((

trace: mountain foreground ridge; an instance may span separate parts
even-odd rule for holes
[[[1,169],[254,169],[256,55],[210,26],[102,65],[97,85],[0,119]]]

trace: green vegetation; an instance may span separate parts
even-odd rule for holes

))

* [Aim of the exercise]:
Rewrite all the records above, replacing every "even-odd" with "nonzero" and leaving everything else unchanged.

* [Answer in full]:
trace: mountain foreground ridge; an instance may span separate parts
nonzero rule for holes
[[[1,169],[254,169],[256,55],[210,26],[102,65],[97,85],[0,119]]]

trace: green vegetation; an instance may span separate parts
nonzero rule for holes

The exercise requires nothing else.